_Text section:_
++++++++++
Market fundamentals as well as the technical constellation slightly weighed on oil futures Tuesday morning. Prices tested their downward potential at the beginning of European trading. However, the weaker US Dollar prevented sharper losses. Oil futures regained ground but gains were capped by the first short-term resistances. When oil prices broke above these levels, the rise accelerated, though, - the more so as the dollar continued to decline, making oil cheaper for investors outside the USA. Gasoline in particular was able to gain ground as the driving season is approaching. This sent the other contracts higher as well. Comments made by officials of the US shale oil industry and the API's bullish data on US oil inventories released Tuesday night pushed oil prices to fresh year-to-date highs. Oil futures thus ended the day clearly in the black.
ICE Gasoil contract for May delivery settled at 397.00 USD on Tuesday, this was 4.00 USD above Monday's settlement. With some 38,900 deals, the traded volume (front month) was below average.
++++++++++
Records of labeled points:

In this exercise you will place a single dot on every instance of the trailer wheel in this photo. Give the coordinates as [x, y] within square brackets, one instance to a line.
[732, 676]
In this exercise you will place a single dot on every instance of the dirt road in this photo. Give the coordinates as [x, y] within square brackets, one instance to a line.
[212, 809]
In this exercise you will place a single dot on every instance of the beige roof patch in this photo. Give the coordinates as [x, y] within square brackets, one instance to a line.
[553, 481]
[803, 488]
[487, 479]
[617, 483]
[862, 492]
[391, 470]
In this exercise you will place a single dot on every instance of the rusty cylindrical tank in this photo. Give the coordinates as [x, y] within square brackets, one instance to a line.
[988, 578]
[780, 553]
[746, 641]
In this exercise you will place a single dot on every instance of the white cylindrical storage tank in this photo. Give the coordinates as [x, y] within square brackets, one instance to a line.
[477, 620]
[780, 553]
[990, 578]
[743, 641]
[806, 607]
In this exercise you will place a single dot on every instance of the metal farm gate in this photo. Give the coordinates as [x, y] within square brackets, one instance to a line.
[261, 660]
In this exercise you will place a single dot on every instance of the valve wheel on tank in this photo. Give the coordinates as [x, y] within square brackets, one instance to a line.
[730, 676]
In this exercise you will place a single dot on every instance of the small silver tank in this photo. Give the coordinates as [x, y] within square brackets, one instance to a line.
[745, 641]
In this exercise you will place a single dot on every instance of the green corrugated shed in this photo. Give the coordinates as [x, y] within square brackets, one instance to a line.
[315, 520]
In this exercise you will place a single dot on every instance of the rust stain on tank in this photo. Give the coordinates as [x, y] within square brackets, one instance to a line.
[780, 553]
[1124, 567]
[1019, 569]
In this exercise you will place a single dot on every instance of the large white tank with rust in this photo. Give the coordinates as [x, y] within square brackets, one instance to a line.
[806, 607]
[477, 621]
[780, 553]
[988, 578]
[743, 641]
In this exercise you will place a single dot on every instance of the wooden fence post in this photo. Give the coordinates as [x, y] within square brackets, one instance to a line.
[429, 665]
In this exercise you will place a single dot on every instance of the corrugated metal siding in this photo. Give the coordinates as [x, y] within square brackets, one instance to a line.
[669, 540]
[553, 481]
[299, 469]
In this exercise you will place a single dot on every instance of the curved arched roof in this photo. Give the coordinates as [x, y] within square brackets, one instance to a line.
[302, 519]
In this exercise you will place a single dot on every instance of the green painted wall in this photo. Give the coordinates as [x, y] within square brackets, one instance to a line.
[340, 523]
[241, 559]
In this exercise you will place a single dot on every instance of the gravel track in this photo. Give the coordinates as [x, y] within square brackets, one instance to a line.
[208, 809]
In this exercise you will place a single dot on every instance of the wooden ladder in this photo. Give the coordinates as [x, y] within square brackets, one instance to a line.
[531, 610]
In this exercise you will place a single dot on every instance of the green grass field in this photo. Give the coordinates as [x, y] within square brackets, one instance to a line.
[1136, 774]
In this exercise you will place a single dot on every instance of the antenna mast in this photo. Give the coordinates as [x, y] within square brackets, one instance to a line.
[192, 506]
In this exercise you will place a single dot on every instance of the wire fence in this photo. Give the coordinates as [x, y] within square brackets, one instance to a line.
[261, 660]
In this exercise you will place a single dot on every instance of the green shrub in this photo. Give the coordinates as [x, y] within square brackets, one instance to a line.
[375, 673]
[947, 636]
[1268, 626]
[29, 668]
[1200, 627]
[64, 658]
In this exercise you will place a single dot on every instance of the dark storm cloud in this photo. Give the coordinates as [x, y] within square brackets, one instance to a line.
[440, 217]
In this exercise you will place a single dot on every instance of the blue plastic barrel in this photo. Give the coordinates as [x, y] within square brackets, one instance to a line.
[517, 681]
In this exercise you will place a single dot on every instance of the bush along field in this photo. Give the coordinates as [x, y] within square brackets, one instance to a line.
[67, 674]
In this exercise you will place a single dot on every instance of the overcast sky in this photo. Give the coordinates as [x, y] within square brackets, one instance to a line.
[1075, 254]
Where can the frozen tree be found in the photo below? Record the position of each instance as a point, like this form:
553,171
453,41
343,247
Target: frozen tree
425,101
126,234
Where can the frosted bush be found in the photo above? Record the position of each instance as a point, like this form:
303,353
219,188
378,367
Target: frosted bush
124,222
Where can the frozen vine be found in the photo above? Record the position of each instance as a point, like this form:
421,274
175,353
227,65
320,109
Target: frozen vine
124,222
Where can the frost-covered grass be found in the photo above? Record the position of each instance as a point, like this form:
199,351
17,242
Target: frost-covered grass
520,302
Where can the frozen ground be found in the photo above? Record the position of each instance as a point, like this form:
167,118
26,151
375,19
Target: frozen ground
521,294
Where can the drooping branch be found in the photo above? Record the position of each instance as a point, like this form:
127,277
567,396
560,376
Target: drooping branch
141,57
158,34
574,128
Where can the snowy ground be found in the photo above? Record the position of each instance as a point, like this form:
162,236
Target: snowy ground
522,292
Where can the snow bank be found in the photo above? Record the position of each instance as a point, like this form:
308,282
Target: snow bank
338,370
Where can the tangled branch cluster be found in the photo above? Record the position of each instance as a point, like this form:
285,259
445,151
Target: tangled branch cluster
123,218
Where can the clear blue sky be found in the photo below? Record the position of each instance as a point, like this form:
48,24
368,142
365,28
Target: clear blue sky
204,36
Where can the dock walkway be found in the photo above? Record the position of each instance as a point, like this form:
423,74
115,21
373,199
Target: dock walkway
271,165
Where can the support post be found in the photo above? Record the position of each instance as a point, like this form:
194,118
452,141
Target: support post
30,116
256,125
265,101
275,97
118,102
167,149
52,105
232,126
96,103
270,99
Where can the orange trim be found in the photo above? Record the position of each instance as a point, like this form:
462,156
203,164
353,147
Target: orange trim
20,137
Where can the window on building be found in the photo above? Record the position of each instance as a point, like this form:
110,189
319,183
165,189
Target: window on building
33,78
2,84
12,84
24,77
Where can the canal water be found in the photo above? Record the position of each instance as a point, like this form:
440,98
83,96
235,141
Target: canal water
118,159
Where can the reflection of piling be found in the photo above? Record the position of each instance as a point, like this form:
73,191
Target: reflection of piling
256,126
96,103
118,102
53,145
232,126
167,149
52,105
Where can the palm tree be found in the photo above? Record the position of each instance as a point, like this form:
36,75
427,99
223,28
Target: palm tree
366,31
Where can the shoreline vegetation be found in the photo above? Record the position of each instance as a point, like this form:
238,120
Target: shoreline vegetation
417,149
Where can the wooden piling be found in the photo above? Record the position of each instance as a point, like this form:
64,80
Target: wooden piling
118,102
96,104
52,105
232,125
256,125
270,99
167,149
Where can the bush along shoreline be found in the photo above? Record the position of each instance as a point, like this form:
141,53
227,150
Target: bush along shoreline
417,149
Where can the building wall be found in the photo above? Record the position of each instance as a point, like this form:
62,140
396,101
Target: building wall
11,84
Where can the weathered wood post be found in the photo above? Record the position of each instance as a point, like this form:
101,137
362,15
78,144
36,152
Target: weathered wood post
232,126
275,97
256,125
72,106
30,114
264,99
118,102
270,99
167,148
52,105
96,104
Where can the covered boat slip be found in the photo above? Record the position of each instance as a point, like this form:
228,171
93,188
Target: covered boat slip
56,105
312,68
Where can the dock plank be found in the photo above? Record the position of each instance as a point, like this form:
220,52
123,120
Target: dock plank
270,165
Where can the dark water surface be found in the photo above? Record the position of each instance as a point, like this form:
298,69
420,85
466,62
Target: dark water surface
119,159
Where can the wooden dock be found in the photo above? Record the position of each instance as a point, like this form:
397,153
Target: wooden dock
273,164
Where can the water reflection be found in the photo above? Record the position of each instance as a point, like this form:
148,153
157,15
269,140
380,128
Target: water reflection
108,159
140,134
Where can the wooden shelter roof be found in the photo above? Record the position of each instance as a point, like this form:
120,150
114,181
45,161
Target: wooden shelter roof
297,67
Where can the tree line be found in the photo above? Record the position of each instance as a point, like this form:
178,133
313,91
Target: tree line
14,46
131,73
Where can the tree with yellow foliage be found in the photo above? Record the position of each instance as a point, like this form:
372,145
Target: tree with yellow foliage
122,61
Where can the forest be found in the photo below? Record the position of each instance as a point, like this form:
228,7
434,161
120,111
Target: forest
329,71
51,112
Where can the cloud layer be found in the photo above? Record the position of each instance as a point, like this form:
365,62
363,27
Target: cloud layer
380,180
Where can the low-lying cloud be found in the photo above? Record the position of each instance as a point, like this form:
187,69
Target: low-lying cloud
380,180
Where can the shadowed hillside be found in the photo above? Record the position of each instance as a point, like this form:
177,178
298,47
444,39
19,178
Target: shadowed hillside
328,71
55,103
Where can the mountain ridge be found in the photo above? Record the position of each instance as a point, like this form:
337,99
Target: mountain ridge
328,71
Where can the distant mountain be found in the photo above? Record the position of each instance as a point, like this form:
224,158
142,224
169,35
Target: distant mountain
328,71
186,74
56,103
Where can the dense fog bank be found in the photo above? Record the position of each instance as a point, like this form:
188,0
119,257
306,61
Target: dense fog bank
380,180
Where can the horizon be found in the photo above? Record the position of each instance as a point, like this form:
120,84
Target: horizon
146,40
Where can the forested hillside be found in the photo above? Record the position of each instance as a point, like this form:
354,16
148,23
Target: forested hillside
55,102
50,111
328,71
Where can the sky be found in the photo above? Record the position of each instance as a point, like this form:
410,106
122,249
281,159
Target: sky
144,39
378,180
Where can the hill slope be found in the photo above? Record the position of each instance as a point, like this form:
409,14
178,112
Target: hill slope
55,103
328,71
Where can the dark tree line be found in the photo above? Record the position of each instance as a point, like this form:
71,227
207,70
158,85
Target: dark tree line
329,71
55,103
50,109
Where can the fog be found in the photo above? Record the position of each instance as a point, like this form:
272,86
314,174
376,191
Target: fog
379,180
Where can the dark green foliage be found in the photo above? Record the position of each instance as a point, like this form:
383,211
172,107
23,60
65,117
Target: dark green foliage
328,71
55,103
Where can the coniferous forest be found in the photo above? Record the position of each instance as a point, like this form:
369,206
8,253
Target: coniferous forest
++++++++++
_Exercise goal:_ Repeat word for word everything in the oil futures report from "Market fundamentals as" down to "in the black.". The rows are separate material that has nothing to do with the oil futures report.

_Answer to this task:_
Market fundamentals as well as the technical constellation slightly weighed on oil futures Tuesday morning. Prices tested their downward potential at the beginning of European trading. However, the weaker US Dollar prevented sharper losses. Oil futures regained ground but gains were capped by the first short-term resistances. When oil prices broke above these levels, the rise accelerated, though, - the more so as the dollar continued to decline, making oil cheaper for investors outside the USA. Gasoline in particular was able to gain ground as the driving season is approaching. This sent the other contracts higher as well. Comments made by officials of the US shale oil industry and the API's bullish data on US oil inventories released Tuesday night pushed oil prices to fresh year-to-date highs. Oil futures thus ended the day clearly in the black.